Passage for review:
● ● ● ● ● ● ●
Edward Hawkins (born 1977) is a British climate scientist who is Professor of climate science at the University of Reading, principal research scientist at the National Centre for Atmospheric Science (NCAS), editor of Climate Lab Book blog and lead scientist for the Weather Rescue citizen science project. He is known for his data visualizations of climate change for the general public such as warming stripes and climate spirals.

==Education==
Hawkins was educated at the University of Nottingham where he was awarded a PhD in astrophysics in 2003 for research supervised by Steve Maddox that investigated galaxy clustering in large redshift surveys.

== Career and research ==
After his PhD, Hawkins served as a Natural Environment Research Council (NERC) advanced research fellow in the department of meteorology at the University of Reading from 2005 to 2013.

One of Hawkins' early warming stripes graphics shows global warming from 1850 (left side of graphic) to 2018 (right side of graphic). Being a "minimalist graphic stripped (of) unnecessary clutter", warming stripes portray observed global warming with blue stripes (cooler years) progressing to predominantly red stripes (warmer years).
Climate spiral shows global warming since 1850 as an ever-widening coloured spiral

As of 2025 Hawkins is a professor of climate science at the University of Reading, where he serves as academic lead for public engagement and is affiliated with the National Centre for Atmospheric Science (NCAS). He is a lead for Weather Rescue and Rainfall Rescue, citizen science projects in which volunteers transcribe data from historical meteorological and rainfall records for digital analysis.

Hawkins was a contributing author for the IPCC Fifth Assessment Report (2014) and was a lead author for the IPCC Sixth Assessment Report in 2021.
● ● ● ● ● ● ●
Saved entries
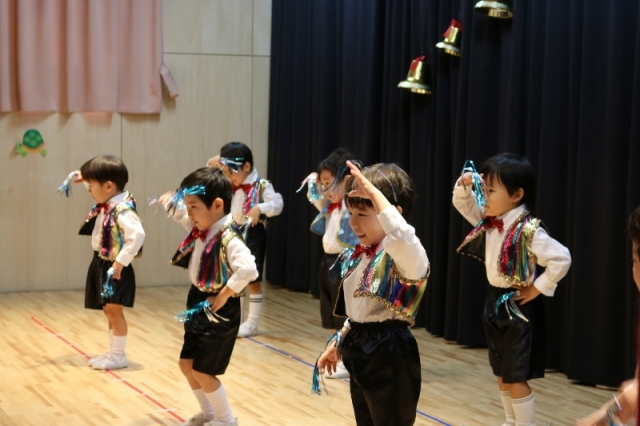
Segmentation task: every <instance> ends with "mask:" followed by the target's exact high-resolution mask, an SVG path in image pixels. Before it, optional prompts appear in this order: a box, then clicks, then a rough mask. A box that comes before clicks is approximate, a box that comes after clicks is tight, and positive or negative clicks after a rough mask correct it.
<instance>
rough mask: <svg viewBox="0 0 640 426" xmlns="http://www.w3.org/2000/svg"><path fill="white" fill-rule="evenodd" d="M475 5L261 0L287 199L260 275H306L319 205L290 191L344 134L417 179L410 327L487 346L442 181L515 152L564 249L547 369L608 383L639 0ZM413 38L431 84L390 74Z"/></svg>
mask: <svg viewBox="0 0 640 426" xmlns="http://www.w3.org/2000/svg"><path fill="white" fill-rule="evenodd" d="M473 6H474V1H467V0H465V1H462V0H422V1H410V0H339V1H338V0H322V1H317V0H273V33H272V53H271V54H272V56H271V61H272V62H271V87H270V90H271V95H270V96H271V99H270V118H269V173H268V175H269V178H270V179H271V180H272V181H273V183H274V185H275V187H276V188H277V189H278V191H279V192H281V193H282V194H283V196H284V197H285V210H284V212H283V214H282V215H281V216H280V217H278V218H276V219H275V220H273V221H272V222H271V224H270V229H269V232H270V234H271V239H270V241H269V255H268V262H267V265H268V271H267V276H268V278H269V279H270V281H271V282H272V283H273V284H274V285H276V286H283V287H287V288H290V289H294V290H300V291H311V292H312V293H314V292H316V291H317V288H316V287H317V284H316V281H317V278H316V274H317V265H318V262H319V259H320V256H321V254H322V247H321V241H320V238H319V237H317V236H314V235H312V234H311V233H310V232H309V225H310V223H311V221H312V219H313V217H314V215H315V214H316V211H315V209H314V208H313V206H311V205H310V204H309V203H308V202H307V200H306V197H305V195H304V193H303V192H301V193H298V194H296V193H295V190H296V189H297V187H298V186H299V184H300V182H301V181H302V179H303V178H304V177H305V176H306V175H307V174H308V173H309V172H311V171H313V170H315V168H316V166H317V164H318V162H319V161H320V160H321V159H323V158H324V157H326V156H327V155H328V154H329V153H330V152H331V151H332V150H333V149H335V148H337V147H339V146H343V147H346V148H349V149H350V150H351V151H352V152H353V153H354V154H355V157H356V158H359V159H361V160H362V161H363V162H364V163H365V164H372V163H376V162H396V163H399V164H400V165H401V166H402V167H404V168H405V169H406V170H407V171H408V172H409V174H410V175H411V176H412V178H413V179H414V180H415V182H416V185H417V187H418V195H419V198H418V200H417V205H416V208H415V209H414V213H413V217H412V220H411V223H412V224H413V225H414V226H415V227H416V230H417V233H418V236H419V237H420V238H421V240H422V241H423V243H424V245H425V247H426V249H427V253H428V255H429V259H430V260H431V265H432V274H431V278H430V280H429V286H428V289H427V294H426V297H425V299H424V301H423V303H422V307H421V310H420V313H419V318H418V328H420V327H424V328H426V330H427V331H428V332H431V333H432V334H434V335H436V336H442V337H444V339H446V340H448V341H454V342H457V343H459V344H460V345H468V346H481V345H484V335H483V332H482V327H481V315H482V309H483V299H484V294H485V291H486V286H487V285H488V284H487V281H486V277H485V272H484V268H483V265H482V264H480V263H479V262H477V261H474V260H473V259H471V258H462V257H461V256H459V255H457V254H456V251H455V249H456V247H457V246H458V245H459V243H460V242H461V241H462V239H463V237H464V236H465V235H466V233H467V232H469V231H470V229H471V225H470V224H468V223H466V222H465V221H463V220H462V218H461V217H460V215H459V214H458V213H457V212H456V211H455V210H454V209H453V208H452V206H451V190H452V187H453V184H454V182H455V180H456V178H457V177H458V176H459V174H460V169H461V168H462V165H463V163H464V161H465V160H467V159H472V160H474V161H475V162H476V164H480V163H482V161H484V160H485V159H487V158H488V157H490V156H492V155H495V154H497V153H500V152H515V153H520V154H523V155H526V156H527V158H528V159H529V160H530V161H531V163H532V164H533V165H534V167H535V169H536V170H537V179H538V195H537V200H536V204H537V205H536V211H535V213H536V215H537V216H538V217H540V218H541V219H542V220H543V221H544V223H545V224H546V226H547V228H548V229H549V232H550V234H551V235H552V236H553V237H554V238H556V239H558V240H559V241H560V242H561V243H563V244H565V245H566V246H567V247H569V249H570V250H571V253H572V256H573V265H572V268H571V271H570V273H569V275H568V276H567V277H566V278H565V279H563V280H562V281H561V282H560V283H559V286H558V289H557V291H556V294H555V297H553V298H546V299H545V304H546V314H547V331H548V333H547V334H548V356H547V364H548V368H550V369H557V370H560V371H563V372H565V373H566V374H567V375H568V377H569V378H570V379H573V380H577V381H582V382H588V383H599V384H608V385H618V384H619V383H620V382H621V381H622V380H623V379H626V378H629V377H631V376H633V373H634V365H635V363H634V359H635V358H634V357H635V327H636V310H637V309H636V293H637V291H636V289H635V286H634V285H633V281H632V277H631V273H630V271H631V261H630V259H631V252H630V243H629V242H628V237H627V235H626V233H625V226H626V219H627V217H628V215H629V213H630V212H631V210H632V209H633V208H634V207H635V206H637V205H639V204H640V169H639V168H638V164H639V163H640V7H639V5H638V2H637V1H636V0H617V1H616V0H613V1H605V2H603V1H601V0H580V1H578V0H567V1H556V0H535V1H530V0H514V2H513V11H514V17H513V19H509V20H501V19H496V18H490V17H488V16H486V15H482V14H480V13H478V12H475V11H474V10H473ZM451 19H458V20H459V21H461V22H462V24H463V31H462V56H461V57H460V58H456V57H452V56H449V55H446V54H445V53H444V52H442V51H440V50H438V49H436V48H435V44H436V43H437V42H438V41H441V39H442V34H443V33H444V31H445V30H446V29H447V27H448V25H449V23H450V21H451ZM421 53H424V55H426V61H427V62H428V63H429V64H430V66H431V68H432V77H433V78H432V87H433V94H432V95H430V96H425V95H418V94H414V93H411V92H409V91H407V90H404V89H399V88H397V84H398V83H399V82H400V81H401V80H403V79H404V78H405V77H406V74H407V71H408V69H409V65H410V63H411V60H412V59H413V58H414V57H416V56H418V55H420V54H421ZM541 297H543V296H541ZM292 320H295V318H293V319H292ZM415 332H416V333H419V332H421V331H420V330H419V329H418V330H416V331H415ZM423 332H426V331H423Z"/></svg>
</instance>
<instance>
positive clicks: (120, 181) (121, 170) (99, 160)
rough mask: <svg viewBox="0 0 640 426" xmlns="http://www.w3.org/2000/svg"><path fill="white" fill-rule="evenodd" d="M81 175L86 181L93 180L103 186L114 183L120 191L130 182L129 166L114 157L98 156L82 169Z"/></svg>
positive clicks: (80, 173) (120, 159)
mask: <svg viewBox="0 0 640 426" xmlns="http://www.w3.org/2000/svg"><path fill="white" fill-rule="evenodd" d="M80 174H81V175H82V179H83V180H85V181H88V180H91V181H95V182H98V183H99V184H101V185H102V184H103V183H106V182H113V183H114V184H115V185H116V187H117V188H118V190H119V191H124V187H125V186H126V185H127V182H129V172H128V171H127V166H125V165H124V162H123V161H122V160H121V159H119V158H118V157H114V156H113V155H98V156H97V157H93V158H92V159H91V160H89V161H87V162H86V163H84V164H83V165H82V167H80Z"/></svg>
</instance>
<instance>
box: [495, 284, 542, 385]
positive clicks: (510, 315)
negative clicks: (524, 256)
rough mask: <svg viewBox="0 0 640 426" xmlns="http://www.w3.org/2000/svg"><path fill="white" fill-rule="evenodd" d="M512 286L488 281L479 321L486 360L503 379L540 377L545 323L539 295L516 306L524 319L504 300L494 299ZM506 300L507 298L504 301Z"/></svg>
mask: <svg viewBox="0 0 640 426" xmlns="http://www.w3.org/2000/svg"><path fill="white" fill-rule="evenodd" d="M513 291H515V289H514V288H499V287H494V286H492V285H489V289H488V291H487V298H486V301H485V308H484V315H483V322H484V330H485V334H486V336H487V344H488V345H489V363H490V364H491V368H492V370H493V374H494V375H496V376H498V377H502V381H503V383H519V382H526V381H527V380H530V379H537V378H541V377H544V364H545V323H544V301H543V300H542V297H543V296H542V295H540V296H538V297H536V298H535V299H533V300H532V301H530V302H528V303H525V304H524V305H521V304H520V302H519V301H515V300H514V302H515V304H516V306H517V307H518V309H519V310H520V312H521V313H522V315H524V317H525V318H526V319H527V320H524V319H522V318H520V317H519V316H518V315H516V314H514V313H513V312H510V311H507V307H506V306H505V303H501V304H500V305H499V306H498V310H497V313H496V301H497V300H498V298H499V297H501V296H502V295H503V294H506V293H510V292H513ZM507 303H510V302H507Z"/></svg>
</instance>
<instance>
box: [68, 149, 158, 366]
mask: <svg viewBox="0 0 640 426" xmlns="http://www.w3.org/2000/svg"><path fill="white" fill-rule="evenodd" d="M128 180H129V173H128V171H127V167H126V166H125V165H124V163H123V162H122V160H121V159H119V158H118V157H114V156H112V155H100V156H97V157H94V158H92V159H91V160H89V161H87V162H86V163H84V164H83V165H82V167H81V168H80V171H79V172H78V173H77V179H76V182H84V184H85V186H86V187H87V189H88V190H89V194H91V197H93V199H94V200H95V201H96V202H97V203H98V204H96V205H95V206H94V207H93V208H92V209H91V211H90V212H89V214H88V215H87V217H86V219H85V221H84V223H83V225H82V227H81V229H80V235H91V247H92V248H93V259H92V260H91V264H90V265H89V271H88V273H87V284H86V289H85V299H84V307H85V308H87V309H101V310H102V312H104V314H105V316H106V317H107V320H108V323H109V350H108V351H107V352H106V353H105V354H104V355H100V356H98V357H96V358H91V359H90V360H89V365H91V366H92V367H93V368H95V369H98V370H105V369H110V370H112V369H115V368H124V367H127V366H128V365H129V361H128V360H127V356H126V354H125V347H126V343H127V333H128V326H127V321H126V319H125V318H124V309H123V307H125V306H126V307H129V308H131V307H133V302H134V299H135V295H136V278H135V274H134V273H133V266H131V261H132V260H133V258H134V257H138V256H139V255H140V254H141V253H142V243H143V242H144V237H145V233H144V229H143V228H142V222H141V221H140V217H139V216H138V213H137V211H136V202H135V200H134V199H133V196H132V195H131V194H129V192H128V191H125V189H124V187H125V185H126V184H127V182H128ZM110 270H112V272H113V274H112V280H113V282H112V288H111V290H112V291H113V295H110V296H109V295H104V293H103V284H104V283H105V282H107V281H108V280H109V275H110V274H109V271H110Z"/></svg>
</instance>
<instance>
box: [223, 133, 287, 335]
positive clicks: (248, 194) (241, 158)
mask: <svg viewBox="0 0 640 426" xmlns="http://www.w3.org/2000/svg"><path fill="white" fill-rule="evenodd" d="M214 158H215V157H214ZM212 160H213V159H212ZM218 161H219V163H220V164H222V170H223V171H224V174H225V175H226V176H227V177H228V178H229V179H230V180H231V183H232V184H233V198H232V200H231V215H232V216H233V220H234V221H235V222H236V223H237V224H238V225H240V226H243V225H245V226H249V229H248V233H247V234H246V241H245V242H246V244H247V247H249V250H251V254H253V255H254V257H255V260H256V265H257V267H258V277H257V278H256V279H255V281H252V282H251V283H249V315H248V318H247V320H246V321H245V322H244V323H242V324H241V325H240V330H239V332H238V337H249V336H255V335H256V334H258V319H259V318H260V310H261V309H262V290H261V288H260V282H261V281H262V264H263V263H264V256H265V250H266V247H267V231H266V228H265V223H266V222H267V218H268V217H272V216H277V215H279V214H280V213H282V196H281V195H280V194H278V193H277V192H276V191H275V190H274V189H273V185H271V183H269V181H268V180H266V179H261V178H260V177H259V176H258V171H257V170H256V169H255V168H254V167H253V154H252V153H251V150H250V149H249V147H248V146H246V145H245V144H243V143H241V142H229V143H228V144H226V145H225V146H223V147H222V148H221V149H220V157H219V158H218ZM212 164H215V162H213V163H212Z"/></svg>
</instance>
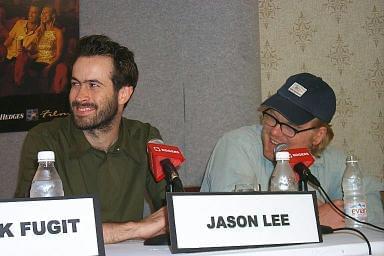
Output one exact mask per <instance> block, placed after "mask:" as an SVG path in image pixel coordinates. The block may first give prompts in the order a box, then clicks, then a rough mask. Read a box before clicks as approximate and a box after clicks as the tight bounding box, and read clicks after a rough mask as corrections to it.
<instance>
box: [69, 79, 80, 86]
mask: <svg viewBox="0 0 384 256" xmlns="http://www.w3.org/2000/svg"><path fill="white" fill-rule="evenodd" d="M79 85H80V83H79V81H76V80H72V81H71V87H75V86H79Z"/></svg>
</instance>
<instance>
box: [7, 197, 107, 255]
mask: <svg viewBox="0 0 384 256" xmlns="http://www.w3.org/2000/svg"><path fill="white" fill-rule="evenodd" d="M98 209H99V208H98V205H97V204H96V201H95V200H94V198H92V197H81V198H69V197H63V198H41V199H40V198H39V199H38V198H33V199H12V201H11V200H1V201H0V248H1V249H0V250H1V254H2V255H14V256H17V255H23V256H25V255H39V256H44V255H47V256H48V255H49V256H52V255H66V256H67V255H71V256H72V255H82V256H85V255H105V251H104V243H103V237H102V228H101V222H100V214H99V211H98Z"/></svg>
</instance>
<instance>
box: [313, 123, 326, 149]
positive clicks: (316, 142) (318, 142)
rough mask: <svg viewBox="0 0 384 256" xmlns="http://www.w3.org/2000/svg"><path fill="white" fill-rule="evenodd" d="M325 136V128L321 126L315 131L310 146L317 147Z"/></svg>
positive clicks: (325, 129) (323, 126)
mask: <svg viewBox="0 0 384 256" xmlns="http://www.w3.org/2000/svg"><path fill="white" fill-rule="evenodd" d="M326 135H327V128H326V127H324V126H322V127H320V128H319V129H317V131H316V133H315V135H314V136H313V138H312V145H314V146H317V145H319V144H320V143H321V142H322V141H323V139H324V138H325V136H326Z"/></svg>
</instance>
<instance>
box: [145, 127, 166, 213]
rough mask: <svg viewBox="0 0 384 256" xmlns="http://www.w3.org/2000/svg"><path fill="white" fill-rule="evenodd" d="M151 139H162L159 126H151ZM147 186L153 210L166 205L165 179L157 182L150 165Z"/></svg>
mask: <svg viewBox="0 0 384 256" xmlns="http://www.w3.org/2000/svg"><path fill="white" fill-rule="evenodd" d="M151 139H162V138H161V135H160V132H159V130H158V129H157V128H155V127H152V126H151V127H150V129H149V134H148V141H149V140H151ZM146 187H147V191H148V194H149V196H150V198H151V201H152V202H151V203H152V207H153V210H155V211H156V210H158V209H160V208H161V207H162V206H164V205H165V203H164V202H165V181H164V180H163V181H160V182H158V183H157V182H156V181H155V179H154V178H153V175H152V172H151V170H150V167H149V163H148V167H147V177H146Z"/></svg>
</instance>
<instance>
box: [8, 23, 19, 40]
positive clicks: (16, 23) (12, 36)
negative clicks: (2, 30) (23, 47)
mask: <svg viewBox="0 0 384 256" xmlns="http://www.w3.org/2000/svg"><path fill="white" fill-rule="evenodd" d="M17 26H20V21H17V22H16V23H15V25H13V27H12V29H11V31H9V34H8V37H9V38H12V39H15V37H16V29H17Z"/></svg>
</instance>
● ● ● ● ● ● ●
In the text about Edward Hawkins, which university awarded him a PhD in astrophysics, and in what year?

The University of Nottingham, in 2003.